(Data for this task)

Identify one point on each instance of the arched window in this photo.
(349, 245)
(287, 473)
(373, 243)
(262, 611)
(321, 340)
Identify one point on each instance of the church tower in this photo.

(End Data for this task)

• [To do]:
Each record above should be reproduced in full, exactly as it stands.

• [Reply]:
Identify one point on each instance of the arched window in this photo.
(349, 245)
(287, 473)
(373, 243)
(262, 611)
(321, 340)
Identify one point on each instance of the church tower in this photo.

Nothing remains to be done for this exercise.